* [YOUR OBJECTIVE]:
Please state what, according to the passage on trust in care robots, the care facility administration might use the robot for.

* [PAGE EXTRACT]:

==*==

A ‘trust situation’, therefore, is also constituted by the risks that emerge from the basic dynamics of committing something to someone. Given that trust for Luhmann is a condition that enables the subject to act, wrongfully placed trust may have dire consequences. In the context of human–robot interaction in care, the analysis needs to look at what exactly is at stake. For Esther Keymolen (2016, p. 15), trust is an ability to expose oneself to the vulnerability and uncertainty regarding the future and the agency of other people, instead of “avoiding or diminishing vulnerability”. This leads to another structural tension because trust “solves a basic problem of social relations without eliminating the problem” (Möllering 2006, p. 6).
Hence, the concept of trust can be understood as a multidimensional and multilevel concept: at the individual level, it comprises intrapersonal and interpersonal psychological components, complex mechanisms of risk assessment and decision-making as well as relational and social aspects; at the societal level, trust is also influenced by accepted norms, rules and complex aspects such as social hierarchies and other sociocultural conditions. The conceptual work on trust as part of a transactional game–theory relation, however, is insufficient to capture the full ethical dimension of an alterity relation in a social situation.
For understanding trust in the context of human–technology interaction in care, a substantial challenge is to map these more or less well understood dimensions of human–human relations and interactions onto, e.g., human–robot interactions. In a care situation, the robot might be only ‘used’ as a tool by the care facility administration to fill an economic gap. The patient, nevertheless, might not only ‘use’ the robot, but socially interact and form a relation with it. How the patient conceptualizes the robot, i.e., understands the robot as a tool or a social interactional partner, needs to be taken into account. This can also be expressed in the way in which the robot appears to the patient as a machinic or “virtual” other (Coeckelbergh 2011) but lacks important prerequisites (e.g., in terms of moral agency).

==*==

* [DATA EXTRACTS]:
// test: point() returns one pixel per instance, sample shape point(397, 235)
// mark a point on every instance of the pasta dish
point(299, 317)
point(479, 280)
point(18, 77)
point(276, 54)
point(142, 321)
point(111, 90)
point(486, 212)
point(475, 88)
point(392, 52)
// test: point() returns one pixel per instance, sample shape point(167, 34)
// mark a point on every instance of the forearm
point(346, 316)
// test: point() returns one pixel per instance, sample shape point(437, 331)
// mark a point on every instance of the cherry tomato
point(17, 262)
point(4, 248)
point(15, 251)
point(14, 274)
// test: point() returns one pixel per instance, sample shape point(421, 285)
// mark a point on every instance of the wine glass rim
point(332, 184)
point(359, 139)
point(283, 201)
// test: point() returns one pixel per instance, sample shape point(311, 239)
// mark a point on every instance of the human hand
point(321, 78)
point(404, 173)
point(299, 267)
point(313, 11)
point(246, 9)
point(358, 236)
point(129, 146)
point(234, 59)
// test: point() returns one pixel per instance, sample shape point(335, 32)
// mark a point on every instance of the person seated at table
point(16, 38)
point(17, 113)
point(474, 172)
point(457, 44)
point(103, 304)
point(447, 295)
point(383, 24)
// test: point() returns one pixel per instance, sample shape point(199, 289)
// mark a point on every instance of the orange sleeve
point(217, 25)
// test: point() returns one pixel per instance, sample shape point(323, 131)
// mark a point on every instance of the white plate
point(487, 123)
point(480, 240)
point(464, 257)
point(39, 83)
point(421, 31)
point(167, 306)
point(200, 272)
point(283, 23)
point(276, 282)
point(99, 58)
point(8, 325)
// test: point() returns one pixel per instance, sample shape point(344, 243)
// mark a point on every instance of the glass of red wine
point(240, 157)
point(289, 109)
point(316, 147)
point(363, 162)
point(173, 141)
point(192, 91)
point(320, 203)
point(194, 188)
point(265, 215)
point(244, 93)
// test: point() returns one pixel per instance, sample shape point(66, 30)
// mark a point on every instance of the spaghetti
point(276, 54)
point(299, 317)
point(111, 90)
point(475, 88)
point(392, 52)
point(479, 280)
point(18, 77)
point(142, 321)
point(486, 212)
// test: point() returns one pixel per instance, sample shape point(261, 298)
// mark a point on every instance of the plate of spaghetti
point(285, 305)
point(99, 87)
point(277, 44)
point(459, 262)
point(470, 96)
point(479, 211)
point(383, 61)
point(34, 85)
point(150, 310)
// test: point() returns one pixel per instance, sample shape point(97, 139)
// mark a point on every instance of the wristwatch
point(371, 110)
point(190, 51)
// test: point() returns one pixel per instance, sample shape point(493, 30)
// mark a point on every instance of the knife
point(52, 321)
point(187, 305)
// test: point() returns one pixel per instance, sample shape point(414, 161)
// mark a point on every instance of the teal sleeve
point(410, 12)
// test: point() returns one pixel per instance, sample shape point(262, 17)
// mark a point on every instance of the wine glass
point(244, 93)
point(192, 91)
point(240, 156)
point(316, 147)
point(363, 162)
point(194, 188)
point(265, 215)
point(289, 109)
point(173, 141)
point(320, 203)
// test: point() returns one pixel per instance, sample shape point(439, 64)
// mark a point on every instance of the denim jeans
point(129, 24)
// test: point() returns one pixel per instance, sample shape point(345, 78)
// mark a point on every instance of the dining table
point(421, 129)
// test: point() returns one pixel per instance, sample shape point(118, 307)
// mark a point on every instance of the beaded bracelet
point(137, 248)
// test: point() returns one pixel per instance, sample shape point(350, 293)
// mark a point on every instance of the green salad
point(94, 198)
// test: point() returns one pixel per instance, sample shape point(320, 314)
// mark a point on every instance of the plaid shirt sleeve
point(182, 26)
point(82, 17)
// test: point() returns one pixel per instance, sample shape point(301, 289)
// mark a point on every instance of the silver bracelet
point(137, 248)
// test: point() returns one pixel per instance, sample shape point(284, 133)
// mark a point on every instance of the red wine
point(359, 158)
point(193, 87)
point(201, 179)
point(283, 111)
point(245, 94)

==*==

* [ANSWER TO THIS TASK]:
As a tool to fill an economic gap.